--- begin ---

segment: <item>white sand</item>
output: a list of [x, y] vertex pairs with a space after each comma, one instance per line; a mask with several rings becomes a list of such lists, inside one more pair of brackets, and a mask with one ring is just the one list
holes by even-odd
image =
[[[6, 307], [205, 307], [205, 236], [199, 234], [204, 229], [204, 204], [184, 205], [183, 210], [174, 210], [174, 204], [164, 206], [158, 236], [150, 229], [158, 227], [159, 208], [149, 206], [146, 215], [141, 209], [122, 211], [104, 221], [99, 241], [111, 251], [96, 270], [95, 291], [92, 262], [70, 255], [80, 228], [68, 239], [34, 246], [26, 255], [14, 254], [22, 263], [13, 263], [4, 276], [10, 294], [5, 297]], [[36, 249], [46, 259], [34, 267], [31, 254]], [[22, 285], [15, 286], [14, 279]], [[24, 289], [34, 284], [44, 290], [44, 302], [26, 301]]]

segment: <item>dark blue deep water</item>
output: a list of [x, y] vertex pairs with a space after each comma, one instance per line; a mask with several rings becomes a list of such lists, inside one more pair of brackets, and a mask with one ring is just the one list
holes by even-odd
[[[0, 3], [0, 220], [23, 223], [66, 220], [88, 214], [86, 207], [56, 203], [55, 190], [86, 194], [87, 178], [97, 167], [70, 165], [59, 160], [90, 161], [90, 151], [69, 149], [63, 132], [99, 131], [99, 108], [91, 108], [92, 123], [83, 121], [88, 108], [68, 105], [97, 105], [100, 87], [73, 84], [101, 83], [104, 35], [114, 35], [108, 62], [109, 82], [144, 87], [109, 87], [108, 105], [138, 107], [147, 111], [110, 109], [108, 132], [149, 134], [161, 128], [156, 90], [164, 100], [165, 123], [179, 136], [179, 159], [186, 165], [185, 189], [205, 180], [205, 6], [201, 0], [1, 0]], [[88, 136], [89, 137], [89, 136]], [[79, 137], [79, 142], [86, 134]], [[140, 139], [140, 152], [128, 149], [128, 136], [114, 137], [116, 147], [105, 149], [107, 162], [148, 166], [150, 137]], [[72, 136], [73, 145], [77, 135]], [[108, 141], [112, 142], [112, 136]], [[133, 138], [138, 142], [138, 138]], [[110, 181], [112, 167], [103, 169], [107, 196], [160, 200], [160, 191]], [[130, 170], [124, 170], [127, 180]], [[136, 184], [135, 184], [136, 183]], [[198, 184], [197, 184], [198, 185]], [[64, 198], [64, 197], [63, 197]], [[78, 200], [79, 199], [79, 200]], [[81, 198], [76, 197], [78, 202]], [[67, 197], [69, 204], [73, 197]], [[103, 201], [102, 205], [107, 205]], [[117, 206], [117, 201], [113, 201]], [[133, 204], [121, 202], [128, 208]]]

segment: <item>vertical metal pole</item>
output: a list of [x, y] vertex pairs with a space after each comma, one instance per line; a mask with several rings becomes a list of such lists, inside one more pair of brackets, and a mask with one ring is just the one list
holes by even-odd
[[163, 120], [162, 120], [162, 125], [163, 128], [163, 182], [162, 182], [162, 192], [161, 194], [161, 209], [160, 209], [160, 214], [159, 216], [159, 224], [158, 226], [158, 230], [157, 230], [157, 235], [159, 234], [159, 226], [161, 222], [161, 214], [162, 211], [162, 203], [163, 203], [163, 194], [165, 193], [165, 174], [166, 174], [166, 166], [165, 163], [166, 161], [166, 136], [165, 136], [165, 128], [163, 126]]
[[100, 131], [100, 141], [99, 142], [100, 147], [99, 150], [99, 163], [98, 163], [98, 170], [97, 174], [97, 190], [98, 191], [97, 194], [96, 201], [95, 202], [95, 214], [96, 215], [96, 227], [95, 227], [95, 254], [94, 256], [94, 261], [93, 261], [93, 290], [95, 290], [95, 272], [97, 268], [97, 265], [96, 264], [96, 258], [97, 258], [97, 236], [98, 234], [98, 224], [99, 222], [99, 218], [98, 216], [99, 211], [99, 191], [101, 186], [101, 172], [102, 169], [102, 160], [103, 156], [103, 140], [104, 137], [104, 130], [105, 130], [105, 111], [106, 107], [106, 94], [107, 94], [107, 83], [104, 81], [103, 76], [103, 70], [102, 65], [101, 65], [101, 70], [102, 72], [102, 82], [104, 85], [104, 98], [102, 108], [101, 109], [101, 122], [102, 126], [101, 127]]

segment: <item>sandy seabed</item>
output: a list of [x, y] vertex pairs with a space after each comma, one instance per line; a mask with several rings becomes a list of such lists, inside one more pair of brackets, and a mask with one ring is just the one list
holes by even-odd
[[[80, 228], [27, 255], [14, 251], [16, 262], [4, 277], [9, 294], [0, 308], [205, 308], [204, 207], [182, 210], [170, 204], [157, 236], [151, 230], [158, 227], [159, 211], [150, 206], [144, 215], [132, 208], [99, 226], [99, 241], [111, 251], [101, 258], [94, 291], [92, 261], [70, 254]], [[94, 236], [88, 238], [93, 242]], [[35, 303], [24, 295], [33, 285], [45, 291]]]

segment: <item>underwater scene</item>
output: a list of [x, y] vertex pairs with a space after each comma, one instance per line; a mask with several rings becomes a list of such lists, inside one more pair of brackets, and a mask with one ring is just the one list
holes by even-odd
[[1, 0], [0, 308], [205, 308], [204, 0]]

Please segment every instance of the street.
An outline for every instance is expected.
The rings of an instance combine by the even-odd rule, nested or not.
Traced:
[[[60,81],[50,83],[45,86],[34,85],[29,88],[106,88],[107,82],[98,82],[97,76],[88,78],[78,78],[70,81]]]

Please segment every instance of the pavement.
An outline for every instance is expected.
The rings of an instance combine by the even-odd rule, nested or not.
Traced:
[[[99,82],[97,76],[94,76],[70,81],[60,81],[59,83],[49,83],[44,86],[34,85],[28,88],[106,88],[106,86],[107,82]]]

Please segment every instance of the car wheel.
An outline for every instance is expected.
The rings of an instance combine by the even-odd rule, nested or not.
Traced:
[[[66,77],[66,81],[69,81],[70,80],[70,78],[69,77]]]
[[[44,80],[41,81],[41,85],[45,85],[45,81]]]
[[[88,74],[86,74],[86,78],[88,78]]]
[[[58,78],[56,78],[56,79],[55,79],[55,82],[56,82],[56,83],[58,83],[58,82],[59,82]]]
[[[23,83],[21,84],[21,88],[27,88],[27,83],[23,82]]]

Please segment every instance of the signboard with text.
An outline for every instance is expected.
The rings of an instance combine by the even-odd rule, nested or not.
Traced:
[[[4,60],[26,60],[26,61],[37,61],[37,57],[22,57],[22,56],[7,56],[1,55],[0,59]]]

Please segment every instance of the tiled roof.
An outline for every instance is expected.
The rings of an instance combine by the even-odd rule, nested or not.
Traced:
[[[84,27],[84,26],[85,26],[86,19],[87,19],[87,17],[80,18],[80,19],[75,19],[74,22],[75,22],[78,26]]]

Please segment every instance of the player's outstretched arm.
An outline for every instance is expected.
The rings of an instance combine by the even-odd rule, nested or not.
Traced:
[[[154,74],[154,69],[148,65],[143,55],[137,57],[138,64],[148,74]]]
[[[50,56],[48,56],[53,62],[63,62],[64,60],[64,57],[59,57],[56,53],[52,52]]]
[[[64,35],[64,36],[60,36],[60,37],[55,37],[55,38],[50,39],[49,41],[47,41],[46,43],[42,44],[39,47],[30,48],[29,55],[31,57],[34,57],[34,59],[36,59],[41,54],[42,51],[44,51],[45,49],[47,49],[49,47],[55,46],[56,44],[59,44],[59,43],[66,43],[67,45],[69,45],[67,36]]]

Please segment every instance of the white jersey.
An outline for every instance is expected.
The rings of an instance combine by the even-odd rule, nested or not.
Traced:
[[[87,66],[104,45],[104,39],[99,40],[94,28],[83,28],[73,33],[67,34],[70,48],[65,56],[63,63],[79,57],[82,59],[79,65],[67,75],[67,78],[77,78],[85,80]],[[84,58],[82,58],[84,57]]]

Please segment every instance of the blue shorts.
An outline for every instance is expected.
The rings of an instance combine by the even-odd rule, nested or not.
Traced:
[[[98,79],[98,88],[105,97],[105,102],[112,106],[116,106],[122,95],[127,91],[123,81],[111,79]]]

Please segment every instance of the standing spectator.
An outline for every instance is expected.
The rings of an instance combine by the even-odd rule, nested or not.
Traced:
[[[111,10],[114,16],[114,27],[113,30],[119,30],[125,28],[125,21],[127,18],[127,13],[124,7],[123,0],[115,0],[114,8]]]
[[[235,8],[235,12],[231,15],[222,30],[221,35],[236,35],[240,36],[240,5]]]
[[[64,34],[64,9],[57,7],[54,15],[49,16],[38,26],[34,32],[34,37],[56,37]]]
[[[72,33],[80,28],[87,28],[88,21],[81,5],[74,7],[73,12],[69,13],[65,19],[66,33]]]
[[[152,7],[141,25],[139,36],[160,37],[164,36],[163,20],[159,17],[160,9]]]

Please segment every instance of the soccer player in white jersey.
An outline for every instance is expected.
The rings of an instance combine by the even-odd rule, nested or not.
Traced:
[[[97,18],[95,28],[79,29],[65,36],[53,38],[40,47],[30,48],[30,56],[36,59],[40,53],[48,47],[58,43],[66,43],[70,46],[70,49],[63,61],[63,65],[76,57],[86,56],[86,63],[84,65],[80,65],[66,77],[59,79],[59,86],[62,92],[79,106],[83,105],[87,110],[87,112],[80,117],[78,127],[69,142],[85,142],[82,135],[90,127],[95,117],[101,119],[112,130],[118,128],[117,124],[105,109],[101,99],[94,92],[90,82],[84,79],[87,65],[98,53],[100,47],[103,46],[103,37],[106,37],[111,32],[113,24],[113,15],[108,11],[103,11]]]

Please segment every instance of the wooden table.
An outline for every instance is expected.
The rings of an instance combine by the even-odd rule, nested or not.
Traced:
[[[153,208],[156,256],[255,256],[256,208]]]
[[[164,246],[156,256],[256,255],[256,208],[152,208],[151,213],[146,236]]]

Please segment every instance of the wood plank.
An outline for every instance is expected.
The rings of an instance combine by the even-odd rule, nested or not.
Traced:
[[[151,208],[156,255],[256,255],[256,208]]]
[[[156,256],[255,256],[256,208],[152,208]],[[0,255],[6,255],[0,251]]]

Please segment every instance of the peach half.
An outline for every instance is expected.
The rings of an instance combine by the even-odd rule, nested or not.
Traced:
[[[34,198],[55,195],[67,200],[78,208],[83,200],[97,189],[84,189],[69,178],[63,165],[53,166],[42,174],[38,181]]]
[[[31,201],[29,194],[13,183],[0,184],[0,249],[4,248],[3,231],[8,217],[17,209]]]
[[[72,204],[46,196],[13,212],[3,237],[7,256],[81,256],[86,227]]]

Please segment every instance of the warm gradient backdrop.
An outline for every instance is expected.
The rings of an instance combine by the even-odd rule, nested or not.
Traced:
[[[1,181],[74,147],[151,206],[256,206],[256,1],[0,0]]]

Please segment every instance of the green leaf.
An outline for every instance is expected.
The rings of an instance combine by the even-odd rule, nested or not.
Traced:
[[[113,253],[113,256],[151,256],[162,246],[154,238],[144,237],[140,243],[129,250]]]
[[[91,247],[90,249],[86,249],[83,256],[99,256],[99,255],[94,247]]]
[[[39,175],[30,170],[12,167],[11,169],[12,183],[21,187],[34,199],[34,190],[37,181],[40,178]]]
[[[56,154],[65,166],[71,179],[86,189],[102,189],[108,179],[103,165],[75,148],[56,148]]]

--- end ---

Output the rows from the start of the records through the line containing "302], [26, 301]]]", inclusive, as a two-column CSV with the headers input and output. Each row becomes one CSV line, with its text under input and its answer under output, each in one quoted field with line breaks turned into spaces.

input,output
"segment: <item>white sand</item> output: a list of [x, y] vertex pairs with a space after each comma, one instance per line; a mask with several rings becomes a list of such lists, inside one more pair of brackets, and a mask with one ring is just the one list holes by even-odd image =","[[[6, 307], [205, 307], [205, 236], [199, 234], [204, 229], [204, 204], [184, 205], [183, 210], [174, 210], [174, 204], [164, 206], [158, 236], [150, 229], [158, 227], [159, 208], [149, 206], [146, 215], [141, 209], [122, 211], [104, 221], [99, 241], [111, 251], [96, 270], [95, 291], [92, 262], [70, 255], [80, 228], [68, 239], [34, 246], [26, 255], [14, 254], [22, 263], [13, 263], [4, 276], [10, 294], [5, 297]], [[36, 249], [46, 259], [34, 267], [31, 254]], [[22, 285], [15, 286], [14, 279]], [[24, 289], [34, 284], [44, 290], [44, 302], [26, 301]]]"